*Reading passage*.
## begin

The conformance between ANIMAL, ANIMAL forget eat, ANIMAL forget sleep and ANIMAL forget all is as follows:

local
  normal_animal: ANIMAL
  forget_eat_animal:   ANIMAL forget eat end
  forget_sleep_animal: ANIMAL forget sleep end
  forget_all_animal:   ANIMAL forget all end
 
    -- this is equivalent to the forget all clause as long as
    -- no other features of ANIMAL are covarianlty redefined
  forget_eat_sleep_animal: ANIMAL forget eat, sleep end
do
    -- these assignments are legal since all features present in the
    -- forget types are also present in the normal type
  forget_eat_animal   := normal_animal
  forget_sleep_animal := normal_animal
  forget_all_animal   := normal_animal
 
    -- these assignment are illegal since the forget types lack
    -- at least one feature and thus cannot be used as an ANIMAL
  normal_animal := forget_eat_animal
  normal_animal := forget_sleep_animal
  normal_animal := forget_all_animal
 
    -- these assignments are legal since the forget all type
    -- has fewer or equal features than the other forget types
  forget_all_animal := forget_eat_animal
  forget_all_animal := forget_sleep_animal
 
    -- these assignments are illegal since the forget all type
    -- lacks one feature that the other types has (eat or sleep
    -- respectively)
  forget_eat_animal := forget_all_animal
  forget_sleep_animal := forget_all_animal
 
    -- these assignments are illegal since both types lack
    -- a feature which the other type has
  forget_eat_animal := forget_sleep_animal
  forget_sleep_animal := forget_eat_animal
 
end

Keep mechanism

The keep mechanism is the contrary to the forget mechanism. It introduces a new keyword keep which can be used to keep covarianlty redefined features and features which change the export status.

Default behavior

In the keep mechanism the normal declaration of a type will loose all covariantly redefined features or features whose export status is restricted (forget all type). This implies that all subtypes still conform to a normally declared type, but all covariantly redefined features will not be available.

## end

*Material provided*.
## begin

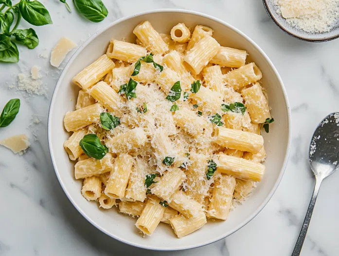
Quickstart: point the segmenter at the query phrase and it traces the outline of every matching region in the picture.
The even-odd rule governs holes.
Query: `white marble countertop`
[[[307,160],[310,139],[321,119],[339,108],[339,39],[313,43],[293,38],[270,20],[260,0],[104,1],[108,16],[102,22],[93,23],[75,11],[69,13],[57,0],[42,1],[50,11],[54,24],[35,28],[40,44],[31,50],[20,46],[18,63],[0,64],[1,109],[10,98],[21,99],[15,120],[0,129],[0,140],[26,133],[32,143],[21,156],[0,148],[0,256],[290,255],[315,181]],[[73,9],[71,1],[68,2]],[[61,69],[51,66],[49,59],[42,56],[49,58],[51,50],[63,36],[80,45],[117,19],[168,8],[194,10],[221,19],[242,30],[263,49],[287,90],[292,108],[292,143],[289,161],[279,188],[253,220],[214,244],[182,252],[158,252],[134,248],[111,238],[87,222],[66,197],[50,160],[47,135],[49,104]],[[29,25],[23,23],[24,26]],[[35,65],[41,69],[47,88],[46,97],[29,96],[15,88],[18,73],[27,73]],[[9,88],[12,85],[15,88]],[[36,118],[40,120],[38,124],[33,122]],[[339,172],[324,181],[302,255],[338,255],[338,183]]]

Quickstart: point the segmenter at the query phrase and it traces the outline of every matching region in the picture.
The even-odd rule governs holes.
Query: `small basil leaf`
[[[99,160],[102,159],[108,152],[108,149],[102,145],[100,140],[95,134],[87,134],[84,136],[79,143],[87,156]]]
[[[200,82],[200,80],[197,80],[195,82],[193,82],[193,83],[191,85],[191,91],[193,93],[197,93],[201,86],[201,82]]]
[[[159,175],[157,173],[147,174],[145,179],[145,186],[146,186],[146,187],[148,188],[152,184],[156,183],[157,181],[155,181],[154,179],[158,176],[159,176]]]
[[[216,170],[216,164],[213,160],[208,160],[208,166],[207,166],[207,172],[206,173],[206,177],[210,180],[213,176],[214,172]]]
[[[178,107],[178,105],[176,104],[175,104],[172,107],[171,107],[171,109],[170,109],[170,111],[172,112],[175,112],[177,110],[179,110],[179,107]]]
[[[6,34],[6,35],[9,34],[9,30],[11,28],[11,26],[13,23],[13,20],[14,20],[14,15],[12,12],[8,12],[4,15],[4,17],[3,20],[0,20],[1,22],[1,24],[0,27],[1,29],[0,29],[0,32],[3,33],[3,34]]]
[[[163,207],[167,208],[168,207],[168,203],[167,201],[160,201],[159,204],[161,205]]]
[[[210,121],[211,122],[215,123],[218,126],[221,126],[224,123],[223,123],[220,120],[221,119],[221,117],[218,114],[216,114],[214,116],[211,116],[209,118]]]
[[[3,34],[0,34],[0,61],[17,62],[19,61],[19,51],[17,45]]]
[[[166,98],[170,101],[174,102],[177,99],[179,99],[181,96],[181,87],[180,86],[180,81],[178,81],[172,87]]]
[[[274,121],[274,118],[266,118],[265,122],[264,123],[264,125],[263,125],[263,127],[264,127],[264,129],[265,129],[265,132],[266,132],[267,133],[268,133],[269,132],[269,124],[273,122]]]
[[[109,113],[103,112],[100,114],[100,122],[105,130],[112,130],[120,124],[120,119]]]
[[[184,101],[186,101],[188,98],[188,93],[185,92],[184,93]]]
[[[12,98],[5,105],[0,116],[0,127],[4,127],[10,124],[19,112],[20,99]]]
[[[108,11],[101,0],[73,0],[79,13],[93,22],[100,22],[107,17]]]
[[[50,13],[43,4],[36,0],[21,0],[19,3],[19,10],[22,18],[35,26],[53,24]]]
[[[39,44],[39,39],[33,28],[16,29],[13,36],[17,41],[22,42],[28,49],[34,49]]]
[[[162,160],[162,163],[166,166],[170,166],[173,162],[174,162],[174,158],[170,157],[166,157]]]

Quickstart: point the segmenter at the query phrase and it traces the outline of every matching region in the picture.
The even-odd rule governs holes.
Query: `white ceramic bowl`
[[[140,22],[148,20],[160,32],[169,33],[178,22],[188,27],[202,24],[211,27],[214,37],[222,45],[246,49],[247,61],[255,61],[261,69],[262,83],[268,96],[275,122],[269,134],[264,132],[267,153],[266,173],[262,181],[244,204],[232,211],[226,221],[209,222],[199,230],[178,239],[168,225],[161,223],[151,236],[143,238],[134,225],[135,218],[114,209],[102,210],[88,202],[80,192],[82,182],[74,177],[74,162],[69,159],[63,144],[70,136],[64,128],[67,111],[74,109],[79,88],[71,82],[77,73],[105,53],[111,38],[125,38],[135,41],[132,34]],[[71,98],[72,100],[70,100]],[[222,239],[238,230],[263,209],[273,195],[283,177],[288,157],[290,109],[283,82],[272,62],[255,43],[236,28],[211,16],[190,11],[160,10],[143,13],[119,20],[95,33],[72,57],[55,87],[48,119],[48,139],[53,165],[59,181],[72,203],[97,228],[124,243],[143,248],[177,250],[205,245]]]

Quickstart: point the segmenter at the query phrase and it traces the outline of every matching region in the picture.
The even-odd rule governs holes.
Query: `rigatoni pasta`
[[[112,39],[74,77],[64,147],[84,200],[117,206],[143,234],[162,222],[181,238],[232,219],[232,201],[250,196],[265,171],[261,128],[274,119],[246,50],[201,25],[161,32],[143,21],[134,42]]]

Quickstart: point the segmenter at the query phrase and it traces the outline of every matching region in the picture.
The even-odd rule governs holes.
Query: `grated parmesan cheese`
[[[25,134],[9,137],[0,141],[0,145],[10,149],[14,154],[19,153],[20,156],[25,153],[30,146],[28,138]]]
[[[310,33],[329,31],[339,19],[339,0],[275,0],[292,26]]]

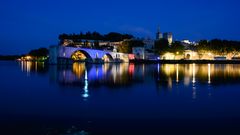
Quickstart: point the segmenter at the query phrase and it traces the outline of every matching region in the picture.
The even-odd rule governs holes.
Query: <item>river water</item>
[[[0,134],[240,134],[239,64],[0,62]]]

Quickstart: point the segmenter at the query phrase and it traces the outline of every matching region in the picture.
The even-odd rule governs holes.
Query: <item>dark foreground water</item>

## end

*Things to do*.
[a] Rewrite the stretch from "The keep mechanism is" through "not be available." in the passage on the forget and keep mechanisms, replacing "export status" with "visibility status".
[b] Collect every line of the records that contains the string "white".
The records are unrelated to the passage on the forget and keep mechanisms.

*Results of the exercise*.
[a]
The keep mechanism is the contrary to the forget mechanism. It introduces a new keyword keep which can be used to keep covarianlty redefined features and features which change the visibility status.

Default behavior

In the keep mechanism the normal declaration of a type will loose all covariantly redefined features or features whose visibility status is restricted (forget all type). This implies that all subtypes still conform to a normally declared type, but all covariantly redefined features will not be available.

[b]
Query: `white marble countertop`
Query: `white ceramic bowl`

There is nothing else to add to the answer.